Dataset items:
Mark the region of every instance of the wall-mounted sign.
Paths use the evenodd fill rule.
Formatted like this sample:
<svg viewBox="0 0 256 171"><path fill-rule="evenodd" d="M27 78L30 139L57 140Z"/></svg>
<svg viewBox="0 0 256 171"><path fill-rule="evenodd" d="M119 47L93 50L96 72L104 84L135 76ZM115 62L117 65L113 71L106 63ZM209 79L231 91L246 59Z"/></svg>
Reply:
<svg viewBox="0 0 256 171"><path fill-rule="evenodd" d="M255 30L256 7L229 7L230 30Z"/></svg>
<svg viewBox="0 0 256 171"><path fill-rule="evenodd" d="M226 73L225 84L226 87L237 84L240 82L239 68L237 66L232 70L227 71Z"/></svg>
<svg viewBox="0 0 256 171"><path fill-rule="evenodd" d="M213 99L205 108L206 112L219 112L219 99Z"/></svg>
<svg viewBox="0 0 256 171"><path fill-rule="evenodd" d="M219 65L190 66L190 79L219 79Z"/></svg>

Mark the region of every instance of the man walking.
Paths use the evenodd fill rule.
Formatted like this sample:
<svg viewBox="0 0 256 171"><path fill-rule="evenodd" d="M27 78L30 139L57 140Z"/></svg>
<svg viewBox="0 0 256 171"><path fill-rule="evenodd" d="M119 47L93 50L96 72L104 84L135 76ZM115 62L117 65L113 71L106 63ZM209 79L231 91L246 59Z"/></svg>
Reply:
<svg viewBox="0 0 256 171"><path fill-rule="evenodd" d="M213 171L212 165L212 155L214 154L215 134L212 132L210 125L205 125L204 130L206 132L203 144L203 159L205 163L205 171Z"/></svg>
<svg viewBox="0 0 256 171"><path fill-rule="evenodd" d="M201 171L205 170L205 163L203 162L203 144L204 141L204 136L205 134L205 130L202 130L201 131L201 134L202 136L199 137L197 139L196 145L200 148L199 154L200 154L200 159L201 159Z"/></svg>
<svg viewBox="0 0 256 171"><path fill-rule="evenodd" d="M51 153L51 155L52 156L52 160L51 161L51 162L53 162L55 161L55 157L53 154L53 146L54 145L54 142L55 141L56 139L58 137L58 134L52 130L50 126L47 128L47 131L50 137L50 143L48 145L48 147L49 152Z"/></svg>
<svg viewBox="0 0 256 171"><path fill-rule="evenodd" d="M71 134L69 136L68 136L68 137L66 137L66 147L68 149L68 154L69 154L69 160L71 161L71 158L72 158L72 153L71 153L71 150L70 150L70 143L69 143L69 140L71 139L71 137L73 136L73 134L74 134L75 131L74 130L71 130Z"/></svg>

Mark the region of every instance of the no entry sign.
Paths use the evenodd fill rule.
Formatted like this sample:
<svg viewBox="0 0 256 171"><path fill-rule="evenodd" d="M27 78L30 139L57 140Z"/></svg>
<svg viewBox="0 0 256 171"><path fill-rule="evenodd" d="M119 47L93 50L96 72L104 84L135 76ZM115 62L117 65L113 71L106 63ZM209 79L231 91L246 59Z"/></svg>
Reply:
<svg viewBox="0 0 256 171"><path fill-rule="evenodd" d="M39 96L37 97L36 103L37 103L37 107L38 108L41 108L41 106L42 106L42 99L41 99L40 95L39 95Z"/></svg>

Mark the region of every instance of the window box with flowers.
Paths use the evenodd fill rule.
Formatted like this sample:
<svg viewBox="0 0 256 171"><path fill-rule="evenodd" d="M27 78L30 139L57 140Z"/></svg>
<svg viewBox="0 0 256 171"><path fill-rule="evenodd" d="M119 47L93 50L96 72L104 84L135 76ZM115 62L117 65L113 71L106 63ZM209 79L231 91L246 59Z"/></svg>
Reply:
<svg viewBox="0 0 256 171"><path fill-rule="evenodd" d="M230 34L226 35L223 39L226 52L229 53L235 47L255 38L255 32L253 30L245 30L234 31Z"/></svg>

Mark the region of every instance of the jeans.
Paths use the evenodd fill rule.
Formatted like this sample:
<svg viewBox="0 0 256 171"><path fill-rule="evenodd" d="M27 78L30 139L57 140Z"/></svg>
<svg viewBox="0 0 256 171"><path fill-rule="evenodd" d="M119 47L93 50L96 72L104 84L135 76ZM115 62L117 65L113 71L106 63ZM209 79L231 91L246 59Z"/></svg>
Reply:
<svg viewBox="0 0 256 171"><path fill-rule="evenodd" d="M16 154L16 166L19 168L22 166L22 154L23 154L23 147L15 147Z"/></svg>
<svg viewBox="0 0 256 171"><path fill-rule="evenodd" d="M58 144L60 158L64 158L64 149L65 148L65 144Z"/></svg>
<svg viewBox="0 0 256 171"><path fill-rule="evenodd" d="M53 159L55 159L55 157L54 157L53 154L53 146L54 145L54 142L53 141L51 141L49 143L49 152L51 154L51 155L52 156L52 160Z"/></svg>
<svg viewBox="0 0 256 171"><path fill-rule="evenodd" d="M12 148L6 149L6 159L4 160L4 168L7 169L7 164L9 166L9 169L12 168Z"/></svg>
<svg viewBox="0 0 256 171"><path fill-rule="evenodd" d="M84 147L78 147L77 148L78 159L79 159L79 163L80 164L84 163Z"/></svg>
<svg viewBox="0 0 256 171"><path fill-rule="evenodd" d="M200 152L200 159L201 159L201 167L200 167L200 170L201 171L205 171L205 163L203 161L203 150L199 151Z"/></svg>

* Brief *
Can you arrange every line of the entries above as a JSON list of strings, one string per line, with blank lines left out?

* Result below *
[
  "Mark the region of every instance of the wall-mounted sign.",
  "Paths use the evenodd fill rule.",
  "Formatted like this sample:",
  "<svg viewBox=\"0 0 256 171\"><path fill-rule=\"evenodd\" d=\"M27 78L30 139L57 140Z\"/></svg>",
  "<svg viewBox=\"0 0 256 171\"><path fill-rule=\"evenodd\" d=\"M119 47L93 50L96 72L104 84L135 76ZM115 62L117 65L113 71L106 63ZM209 79L231 91L246 59Z\"/></svg>",
  "Reply:",
  "<svg viewBox=\"0 0 256 171\"><path fill-rule=\"evenodd\" d=\"M255 30L256 7L229 7L230 30Z\"/></svg>",
  "<svg viewBox=\"0 0 256 171\"><path fill-rule=\"evenodd\" d=\"M226 73L225 84L226 87L237 84L240 82L239 68L237 66L232 70L227 71Z\"/></svg>",
  "<svg viewBox=\"0 0 256 171\"><path fill-rule=\"evenodd\" d=\"M213 99L205 108L206 112L219 112L219 99Z\"/></svg>",
  "<svg viewBox=\"0 0 256 171\"><path fill-rule=\"evenodd\" d=\"M219 65L190 66L190 79L219 79Z\"/></svg>",
  "Mark the region of every instance of the man walking.",
  "Paths use the evenodd fill rule.",
  "Formatted like this sample:",
  "<svg viewBox=\"0 0 256 171\"><path fill-rule=\"evenodd\" d=\"M27 78L30 139L57 140Z\"/></svg>",
  "<svg viewBox=\"0 0 256 171\"><path fill-rule=\"evenodd\" d=\"M119 47L93 50L96 72L104 84L135 76ZM115 62L117 65L113 71L106 63ZM209 79L231 91L246 59Z\"/></svg>",
  "Reply:",
  "<svg viewBox=\"0 0 256 171\"><path fill-rule=\"evenodd\" d=\"M213 171L212 165L212 155L214 154L215 134L212 132L210 125L205 125L204 130L206 132L203 144L203 159L205 163L205 171Z\"/></svg>",
  "<svg viewBox=\"0 0 256 171\"><path fill-rule=\"evenodd\" d=\"M201 171L205 170L205 163L203 162L203 144L204 141L204 136L205 134L205 130L202 130L201 131L201 134L202 136L199 137L197 139L196 145L200 148L199 154L200 154L200 159L201 159Z\"/></svg>",
  "<svg viewBox=\"0 0 256 171\"><path fill-rule=\"evenodd\" d=\"M51 153L51 155L52 156L52 160L51 161L51 162L53 162L55 161L55 157L53 154L53 146L54 145L54 142L55 141L56 139L58 137L58 134L52 130L50 126L47 128L47 131L50 137L50 143L48 145L48 147L49 152Z\"/></svg>",
  "<svg viewBox=\"0 0 256 171\"><path fill-rule=\"evenodd\" d=\"M71 134L69 136L68 136L68 137L66 137L66 147L68 149L68 154L69 154L69 160L71 161L71 158L72 158L72 153L71 153L71 150L70 150L70 143L69 143L69 140L71 139L71 137L73 136L73 134L74 134L75 131L74 130L71 130Z\"/></svg>",
  "Mark the region of every instance of the no entry sign.",
  "Paths use the evenodd fill rule.",
  "Formatted like this sample:",
  "<svg viewBox=\"0 0 256 171\"><path fill-rule=\"evenodd\" d=\"M27 78L30 139L57 140Z\"/></svg>",
  "<svg viewBox=\"0 0 256 171\"><path fill-rule=\"evenodd\" d=\"M119 47L93 50L96 72L104 84L135 76ZM115 62L117 65L113 71L106 63ZM209 79L231 91L246 59Z\"/></svg>",
  "Reply:",
  "<svg viewBox=\"0 0 256 171\"><path fill-rule=\"evenodd\" d=\"M39 96L37 97L36 103L37 103L37 107L38 108L41 108L41 106L42 106L42 99L41 99L40 95L39 95Z\"/></svg>",
  "Mark the region of every instance of the window box with flowers.",
  "Paths use the evenodd fill rule.",
  "Formatted like this sample:",
  "<svg viewBox=\"0 0 256 171\"><path fill-rule=\"evenodd\" d=\"M27 78L30 139L57 140Z\"/></svg>",
  "<svg viewBox=\"0 0 256 171\"><path fill-rule=\"evenodd\" d=\"M119 47L93 50L96 72L104 84L135 76ZM115 62L117 65L113 71L106 63ZM209 79L231 91L246 59Z\"/></svg>",
  "Reply:",
  "<svg viewBox=\"0 0 256 171\"><path fill-rule=\"evenodd\" d=\"M230 34L226 35L223 39L226 52L229 53L235 47L255 38L255 32L253 30L245 30L234 31Z\"/></svg>",
  "Mark the region of every instance of the jeans.",
  "Paths use the evenodd fill rule.",
  "Formatted like this sample:",
  "<svg viewBox=\"0 0 256 171\"><path fill-rule=\"evenodd\" d=\"M27 78L30 139L57 140Z\"/></svg>",
  "<svg viewBox=\"0 0 256 171\"><path fill-rule=\"evenodd\" d=\"M119 47L93 50L96 72L104 84L135 76ZM115 62L117 65L113 71L106 63ZM209 79L231 91L246 59Z\"/></svg>",
  "Reply:",
  "<svg viewBox=\"0 0 256 171\"><path fill-rule=\"evenodd\" d=\"M16 154L16 166L19 168L22 166L22 154L23 154L23 147L15 147Z\"/></svg>",
  "<svg viewBox=\"0 0 256 171\"><path fill-rule=\"evenodd\" d=\"M58 144L60 158L64 158L64 149L65 148L65 144Z\"/></svg>",
  "<svg viewBox=\"0 0 256 171\"><path fill-rule=\"evenodd\" d=\"M53 159L55 159L55 157L54 157L53 154L53 146L54 145L54 142L53 141L51 141L49 143L49 152L51 154L51 155L52 156L52 160Z\"/></svg>",
  "<svg viewBox=\"0 0 256 171\"><path fill-rule=\"evenodd\" d=\"M12 148L6 149L6 159L4 160L4 168L7 169L7 164L9 166L9 169L12 168Z\"/></svg>",
  "<svg viewBox=\"0 0 256 171\"><path fill-rule=\"evenodd\" d=\"M84 147L78 147L77 148L78 159L79 159L79 163L80 164L84 163Z\"/></svg>",
  "<svg viewBox=\"0 0 256 171\"><path fill-rule=\"evenodd\" d=\"M200 152L200 159L201 159L201 167L200 167L200 170L201 171L205 171L205 163L203 161L203 150L199 151Z\"/></svg>"
]